- **EXERCISE INSTRUCTIONS**: Every entry should appear in your answer exactly as it does here.

- **SUPPLIED INFORMATION**:
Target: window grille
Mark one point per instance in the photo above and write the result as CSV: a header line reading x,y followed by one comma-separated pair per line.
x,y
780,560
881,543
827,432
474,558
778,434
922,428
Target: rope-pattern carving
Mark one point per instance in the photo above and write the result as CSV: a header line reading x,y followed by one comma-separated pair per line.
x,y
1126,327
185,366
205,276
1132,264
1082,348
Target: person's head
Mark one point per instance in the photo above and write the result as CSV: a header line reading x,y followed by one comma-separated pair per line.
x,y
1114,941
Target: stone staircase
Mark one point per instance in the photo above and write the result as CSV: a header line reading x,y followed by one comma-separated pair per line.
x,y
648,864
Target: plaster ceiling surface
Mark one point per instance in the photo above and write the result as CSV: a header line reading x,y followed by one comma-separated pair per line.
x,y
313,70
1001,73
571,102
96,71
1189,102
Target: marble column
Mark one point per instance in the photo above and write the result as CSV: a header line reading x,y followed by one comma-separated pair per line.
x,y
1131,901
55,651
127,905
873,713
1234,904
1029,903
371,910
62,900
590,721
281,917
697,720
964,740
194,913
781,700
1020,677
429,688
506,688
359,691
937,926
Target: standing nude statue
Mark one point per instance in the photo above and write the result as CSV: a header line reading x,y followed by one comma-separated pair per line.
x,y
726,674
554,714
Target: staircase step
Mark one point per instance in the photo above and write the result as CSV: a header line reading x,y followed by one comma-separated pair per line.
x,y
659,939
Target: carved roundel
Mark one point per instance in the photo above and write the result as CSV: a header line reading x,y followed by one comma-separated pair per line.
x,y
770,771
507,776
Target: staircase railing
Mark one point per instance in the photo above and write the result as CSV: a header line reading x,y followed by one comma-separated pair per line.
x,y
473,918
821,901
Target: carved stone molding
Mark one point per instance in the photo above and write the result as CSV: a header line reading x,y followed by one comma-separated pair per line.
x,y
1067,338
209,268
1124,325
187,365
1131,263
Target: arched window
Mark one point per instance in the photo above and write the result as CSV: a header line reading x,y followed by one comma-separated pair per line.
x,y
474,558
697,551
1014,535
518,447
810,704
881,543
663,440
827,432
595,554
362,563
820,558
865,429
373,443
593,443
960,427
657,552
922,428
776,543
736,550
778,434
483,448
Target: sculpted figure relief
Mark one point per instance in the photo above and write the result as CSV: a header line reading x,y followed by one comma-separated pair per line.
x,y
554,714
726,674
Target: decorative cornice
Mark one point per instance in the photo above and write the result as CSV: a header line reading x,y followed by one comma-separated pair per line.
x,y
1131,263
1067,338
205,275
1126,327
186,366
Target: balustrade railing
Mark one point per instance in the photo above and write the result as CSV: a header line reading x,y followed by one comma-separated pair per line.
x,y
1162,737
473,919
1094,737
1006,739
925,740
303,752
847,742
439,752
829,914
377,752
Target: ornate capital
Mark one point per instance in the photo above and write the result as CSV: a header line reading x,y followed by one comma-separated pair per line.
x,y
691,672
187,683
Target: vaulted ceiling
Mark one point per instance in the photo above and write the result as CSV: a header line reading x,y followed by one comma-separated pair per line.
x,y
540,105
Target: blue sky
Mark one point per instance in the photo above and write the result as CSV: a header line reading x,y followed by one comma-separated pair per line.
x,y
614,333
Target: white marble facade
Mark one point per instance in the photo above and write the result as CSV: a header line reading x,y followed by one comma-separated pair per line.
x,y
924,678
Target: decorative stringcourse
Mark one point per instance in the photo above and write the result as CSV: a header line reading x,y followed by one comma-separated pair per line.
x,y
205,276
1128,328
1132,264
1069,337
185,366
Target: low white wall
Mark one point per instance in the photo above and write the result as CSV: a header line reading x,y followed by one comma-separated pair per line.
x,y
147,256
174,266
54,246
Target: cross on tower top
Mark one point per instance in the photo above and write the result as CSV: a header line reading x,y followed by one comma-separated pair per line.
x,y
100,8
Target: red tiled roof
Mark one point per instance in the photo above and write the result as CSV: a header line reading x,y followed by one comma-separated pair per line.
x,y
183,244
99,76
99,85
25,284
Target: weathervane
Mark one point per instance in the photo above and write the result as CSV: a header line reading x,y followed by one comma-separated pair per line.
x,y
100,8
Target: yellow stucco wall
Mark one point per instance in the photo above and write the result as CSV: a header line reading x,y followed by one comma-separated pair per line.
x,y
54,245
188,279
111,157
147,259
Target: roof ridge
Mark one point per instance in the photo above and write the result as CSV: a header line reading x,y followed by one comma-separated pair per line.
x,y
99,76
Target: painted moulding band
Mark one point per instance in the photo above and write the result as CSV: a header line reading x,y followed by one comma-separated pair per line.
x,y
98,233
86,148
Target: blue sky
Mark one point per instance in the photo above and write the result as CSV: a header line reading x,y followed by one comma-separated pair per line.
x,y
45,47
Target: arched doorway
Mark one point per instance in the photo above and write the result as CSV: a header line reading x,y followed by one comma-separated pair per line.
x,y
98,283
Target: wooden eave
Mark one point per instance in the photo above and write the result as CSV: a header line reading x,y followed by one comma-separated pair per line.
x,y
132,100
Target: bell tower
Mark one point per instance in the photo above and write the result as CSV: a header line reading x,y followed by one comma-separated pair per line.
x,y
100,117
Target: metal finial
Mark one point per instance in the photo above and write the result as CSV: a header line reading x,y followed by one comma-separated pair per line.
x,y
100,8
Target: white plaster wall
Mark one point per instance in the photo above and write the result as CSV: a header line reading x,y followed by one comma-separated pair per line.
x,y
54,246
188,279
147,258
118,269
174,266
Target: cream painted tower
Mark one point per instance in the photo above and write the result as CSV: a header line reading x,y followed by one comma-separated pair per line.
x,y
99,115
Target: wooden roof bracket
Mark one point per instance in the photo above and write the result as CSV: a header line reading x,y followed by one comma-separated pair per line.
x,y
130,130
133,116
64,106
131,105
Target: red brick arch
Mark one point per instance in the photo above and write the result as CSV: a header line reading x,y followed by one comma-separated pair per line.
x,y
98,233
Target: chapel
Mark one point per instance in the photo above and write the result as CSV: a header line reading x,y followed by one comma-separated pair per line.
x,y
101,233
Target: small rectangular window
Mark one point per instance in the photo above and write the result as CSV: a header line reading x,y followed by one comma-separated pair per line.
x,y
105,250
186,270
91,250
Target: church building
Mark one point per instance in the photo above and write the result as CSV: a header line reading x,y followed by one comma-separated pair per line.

- **WRITTEN REPLY**:
Target: window grille
Mark one point per instance in the photo above and write the result as CSV: a header line reading x,y followed by one comma-separated pair per line.
x,y
780,560
881,543
827,432
474,558
778,434
922,428
Target: rope-pattern carving
Mark one point per instance in the photo above and write the result as CSV: a header line reading x,y followed by one comma-separated pair per line.
x,y
1126,327
185,366
205,276
1132,264
1082,348
Target: person's head
Mark one point per instance in the photo above and write the result as CSV: a header line reading x,y followed by one comma-separated pair per line.
x,y
1114,941
Target: stone staircase
Mark one point per instance in the photo above and write the result as CSV: a header line reading x,y followed by one comma-separated pair per line.
x,y
648,864
Target: plaster ceiling surface
Mark one point per instance in the photo above and write the result as CSV: a header line reading x,y followed by one comma-separated pair per line.
x,y
313,70
1001,73
571,102
96,71
1189,102
Target: marble column
Mark one point per instance in the photo above and write the result as CSV: a header line reading x,y followed by one comma-separated pair per line.
x,y
1131,901
55,651
127,905
873,713
1234,904
1029,903
371,910
62,900
590,721
281,917
697,720
964,740
194,913
781,700
1020,677
429,688
506,688
359,691
937,926
Target: standing nude statue
Mark one point per instance in the photo above and write the result as CSV: a header line reading x,y followed by one comma-separated pair per line.
x,y
726,674
554,714
Target: staircase step
Mark one point per instance in the photo above and write the result as CSV: a header line reading x,y followed by one comma-separated pair per line.
x,y
659,939
Target: carved roundel
Mark one point per instance in the photo above and write the result as CSV: a header line reading x,y followed by one comma-separated pair per line.
x,y
770,771
507,776
Target: staircase railing
Mark one point per instance in the photo above and write the result as CSV: a header line reading x,y followed by one comma-separated pair per line.
x,y
473,918
821,901
Target: carved stone molding
Mark one point per instance in the photo above and write the result as CSV: a header line reading x,y followed by one comma-separated pair per line.
x,y
1067,338
209,268
1124,325
187,365
1131,263
Target: arched window
Mark one point per instance in the photo above and write the result as CSV: a header line reading x,y followed by one comma-separated pair per line.
x,y
474,558
697,551
1014,535
518,447
810,704
881,543
663,440
827,432
595,554
362,563
820,558
865,429
373,443
593,443
960,427
657,552
922,428
776,543
736,550
778,434
483,448
Target: sculpted figure relief
Mark one point per instance in the photo above and write the result as CSV: a header line reading x,y followed by one comma-separated pair per line.
x,y
554,714
726,674
Target: decorative cornice
Mark one point per instance in the photo above and write the result as CSV: a header line reading x,y followed by one comma-separated pair per line.
x,y
1131,263
1067,338
205,275
1126,327
186,366
Target: balustrade railing
Mark one point per instance in the photo above and write the result as CSV: a header line reading x,y followed by one comma-separated pair per line.
x,y
1162,737
473,919
1094,737
1006,739
925,740
303,752
847,742
439,752
829,914
377,752
Target: ornate capital
Mark one point per instance in the photo above and write the result as CSV: a header line reading x,y followed by one comma-separated pair per line.
x,y
691,672
187,683
Target: vaulted ceiling
Mark one point per instance in the photo above and write the result as CSV: a header line reading x,y followed by one comma-separated pair per line.
x,y
540,105
Target: blue sky
Mark one point per instance in the photo above and write the result as CSV: a header line reading x,y followed by one comma-separated pair per line.
x,y
614,333
Target: white marble facade
Mark one point per instance in the photo above and write the result as CSV: a header line reading x,y followed by one comma-separated pair per line.
x,y
924,678
Target: decorative stringcourse
Mark one point per instance in the photo above and write the result as CSV: a header line reading x,y followed by one comma-separated pair per line.
x,y
205,276
1128,328
1132,264
1069,337
185,366
Target: low white wall
Mark one point per instance in the photo above and write the result as CSV: a header line reading x,y followed by one comma-separated pair per line.
x,y
147,256
174,266
54,246
Target: cross on tower top
Mark one point per instance in the photo above and write the result as CSV: a header line reading x,y followed by one comma-separated pair per line.
x,y
100,8
Target: red tiled roof
Mark one point per instance in the photo above and write the result as CSV: a header line reading x,y followed by one comma-separated pair per line.
x,y
183,244
99,76
99,85
25,284
Target: weathervane
Mark one point per instance in the photo above and write the result as CSV: a header line reading x,y followed by one comma-separated pair per line.
x,y
100,8
Target: yellow stucco wall
Mark one point per instance in the photo above and write the result as CSV: a header line reading x,y followed by one comma-separated pair per line.
x,y
54,245
188,279
111,157
147,259
Target: roof ridge
Mark one point per instance in the photo above and write the result as CSV: a header line reading x,y followed by one comma-separated pair per line.
x,y
99,76
Target: painted moulding band
Mark one point per instance in the photo above and write the result as CSV: a header line reading x,y followed by one comma-separated pair per line.
x,y
98,233
86,148
Target: blue sky
Mark one point per instance in the photo above and write the result as CSV: a header line reading x,y followed by one comma-separated pair per line.
x,y
45,47
Target: arched doorway
Mark one point per instance in the photo above and write the result as CSV: a header line reading x,y followed by one comma-separated pair per line.
x,y
98,283
Target: wooden eave
Mark one point per instance in the photo above and write the result as CSV: a header line reading x,y followed by one comma-separated pair per line.
x,y
132,100
Target: bell tower
Mark one point per instance in the photo above and write the result as CSV: a header line reading x,y followed by one comma-separated pair per line.
x,y
100,117
Target: metal finial
Mark one point per instance in the photo above and write the result as CSV: a header line reading x,y followed by one comma-separated pair per line.
x,y
100,8
Target: white plaster wall
Mark one point per instance in the photo above and write the result as CSV: a header line reading x,y followed by one comma-separated pair per line.
x,y
54,246
188,279
147,258
118,269
174,266
Target: cream painted tower
Mark one point per instance in the photo above and write the result as CSV: a header line reading x,y followed by one comma-separated pair per line.
x,y
99,115
Target: wooden roof bracket
Mark one point per instance in the photo above and write the result as CSV: a header line reading x,y followed by one comma-separated pair per line.
x,y
130,130
133,116
64,106
131,105
Target: red brick arch
Mark one point per instance in the photo above and write the result as CSV: a header line reading x,y followed by one comma-separated pair per line.
x,y
98,233
Target: chapel
Mark one point per instance in the photo above and write the result as CSV: a header line reading x,y followed by one comma-separated pair per line.
x,y
101,233
Target: small rectangular window
Mark one point per instance in the photo above and write the result as CSV: a header line reading x,y followed by one comma-separated pair per line.
x,y
105,250
186,270
91,250
Target: church building
Mark one point per instance in the photo above and write the result as CSV: a header line reading x,y followed by one comma-separated pair per line.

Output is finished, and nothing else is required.